## [Aufgabe a]
Wiederhole bitte unverändert die Zeilen der Einträge, beginnend mit der Zeile, die „forearm in the photo above.“ enthält, und endend mit der letzten Zeile der Einträge, beide eingeschlossen.

## [Lesetext]
>>

Midgard ist genau mein Ding

Midgard ist Low-Fantasy auf Herr-der-Ringe-Basis mit einem Schuss Nostalgie in einer noch zu entdeckenden Welt.

Ich hatte damals mit Das Schwarze Auge angefangen. Der Fantasy-Samen wurde mit dem Buch Der Herr der Ringe und dem Spiel HeroQuest in meine Erde gepflanzt. Mehr als Low-Magic, Zwerge, Elfen und Orks brauche ich eigentlich nicht zum Glücklichsein.

Das Schwarze Auge

Allerdings hat DSA mich zwei Jahrzehnte später abgeschreckt, weil es so tief und breit und kleinteilig (geworden) ist. In den 25 Jahren, die ich verpasst hatte, wurden diejenigen, die dabeiblieben zu regelrechten DSA-Professoren. Kein Spass für einen Neueinsteiger. Und ich hatte schon immer meine Mühe mit Rot- und Schwarzpelzen. Orks und Goblins haben für mich immer schon grüne, braune, graue oder schwarze Haut, niemals Fell.

Das Gute an Midgard

Wie es der Zufall wollte, spielte ich kürzlich an einer kleinen Con mit einem Spielleiter, den ich von ganz früher flüchtig kannte, das Rollenspiel Midgard. Midgard klang für mich immer nach abgekupferten nordischen Sagen und hatte mich bis dahin so gar nicht interessiert.

<<

## [Aufgabe b]
Fasse den Lesetext über Midgard in zwei Sätzen zusammen.

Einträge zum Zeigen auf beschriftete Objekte
>>

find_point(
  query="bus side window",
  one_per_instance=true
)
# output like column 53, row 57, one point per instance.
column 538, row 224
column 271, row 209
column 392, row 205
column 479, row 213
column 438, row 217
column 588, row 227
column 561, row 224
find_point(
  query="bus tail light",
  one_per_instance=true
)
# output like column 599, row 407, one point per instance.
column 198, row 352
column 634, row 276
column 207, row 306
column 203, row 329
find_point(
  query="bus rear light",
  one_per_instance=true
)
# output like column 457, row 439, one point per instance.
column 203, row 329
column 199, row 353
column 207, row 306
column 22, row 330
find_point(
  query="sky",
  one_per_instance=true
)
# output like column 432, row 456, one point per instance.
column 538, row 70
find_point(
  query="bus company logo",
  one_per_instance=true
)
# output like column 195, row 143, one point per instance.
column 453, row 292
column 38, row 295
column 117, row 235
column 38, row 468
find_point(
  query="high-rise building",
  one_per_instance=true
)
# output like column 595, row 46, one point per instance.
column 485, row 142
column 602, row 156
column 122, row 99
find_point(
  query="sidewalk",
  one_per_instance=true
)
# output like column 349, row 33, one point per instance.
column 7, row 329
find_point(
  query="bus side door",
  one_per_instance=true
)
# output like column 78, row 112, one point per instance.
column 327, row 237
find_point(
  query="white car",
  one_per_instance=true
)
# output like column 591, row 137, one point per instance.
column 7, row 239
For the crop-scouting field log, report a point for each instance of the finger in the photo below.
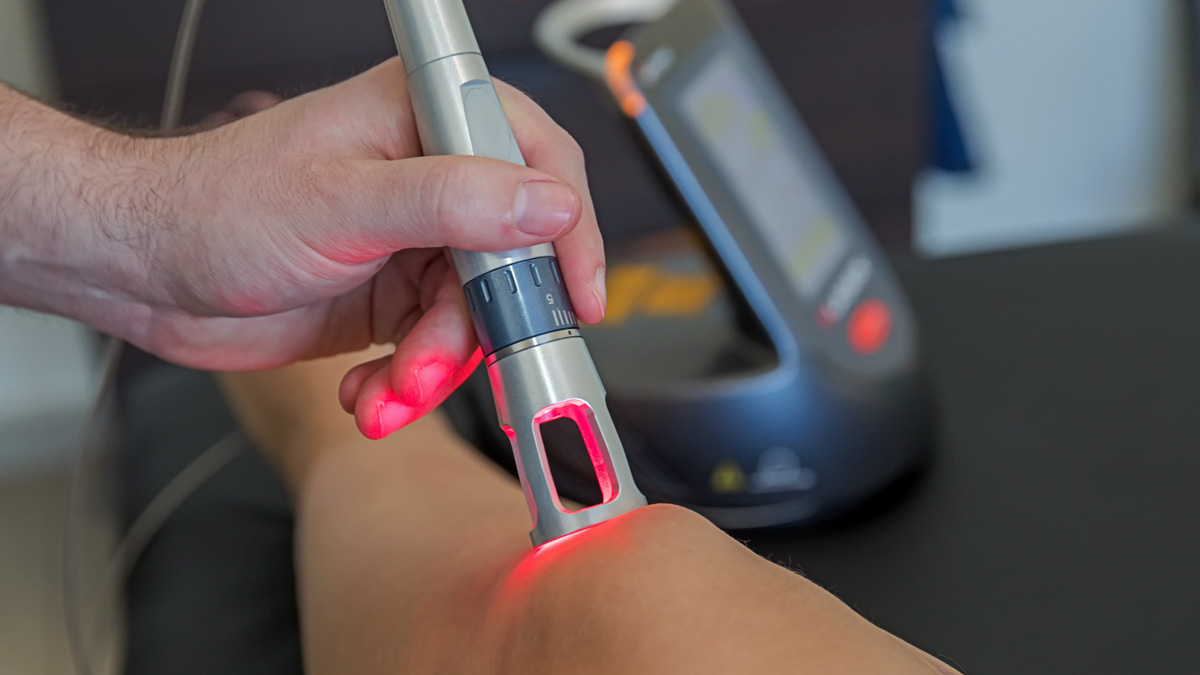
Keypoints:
(431, 360)
(471, 203)
(354, 380)
(250, 102)
(378, 411)
(549, 148)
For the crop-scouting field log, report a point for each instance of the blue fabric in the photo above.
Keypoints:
(948, 150)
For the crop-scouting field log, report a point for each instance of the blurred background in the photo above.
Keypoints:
(959, 129)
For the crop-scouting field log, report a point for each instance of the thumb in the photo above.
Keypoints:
(471, 203)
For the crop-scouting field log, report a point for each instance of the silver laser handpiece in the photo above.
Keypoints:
(538, 364)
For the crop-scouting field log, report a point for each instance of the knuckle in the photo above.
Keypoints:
(438, 193)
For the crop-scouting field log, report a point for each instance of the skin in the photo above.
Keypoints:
(311, 228)
(413, 556)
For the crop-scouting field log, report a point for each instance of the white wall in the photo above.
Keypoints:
(1077, 113)
(45, 363)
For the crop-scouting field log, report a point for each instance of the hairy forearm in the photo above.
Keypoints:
(76, 202)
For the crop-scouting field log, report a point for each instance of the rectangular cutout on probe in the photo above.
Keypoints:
(571, 426)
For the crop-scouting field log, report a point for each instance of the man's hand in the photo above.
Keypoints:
(312, 228)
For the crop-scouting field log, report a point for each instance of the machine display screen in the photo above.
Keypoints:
(768, 179)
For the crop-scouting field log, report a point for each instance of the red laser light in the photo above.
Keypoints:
(583, 418)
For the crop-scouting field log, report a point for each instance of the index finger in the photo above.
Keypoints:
(550, 148)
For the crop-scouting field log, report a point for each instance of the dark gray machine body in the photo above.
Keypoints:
(795, 393)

<<

## [Schriftliche Antwort a]
For the crop-scouting field log, report a point for each instance of the hairy forearm in the photo above.
Keypoints:
(76, 202)
For the crop-scouting field log, report a point for each instance of the rectangular cutout on probe in the photo above.
Keypoints:
(571, 426)
For the crop-scouting field log, report a point for each instance of the man's hand in the photo above.
Keypoints:
(312, 228)
For the crop-scouting field log, report a point for each instance of the machine display screen in the photo above.
Keypoints:
(768, 179)
For the crop-scouting field log, report a point for each instance of the red laser light in the photo above.
Keypoints:
(583, 418)
For the crop-scouting field log, report a point for each instance of the index finger in the photo above.
Keypoints:
(550, 148)
For the crop-scouting field log, report a point for each instance of the dark gray machine body in the photo above.
Keypoints:
(795, 393)

## [Schriftliche Antwort b]
Midgard wird als Low-Fantasy auf Herr-der-Ringe-Basis mit einem Schuss Nostalgie beschrieben. Nach einem Anfang mit Das Schwarze Auge, das zwei Jahrzehnte später wegen seiner Tiefe und Kleinteiligkeit abschreckte, kam es kürzlich auf einer kleinen Con zu einer Runde Midgard, obwohl das Spiel zuvor nach abgekupferten nordischen Sagen geklungen hatte.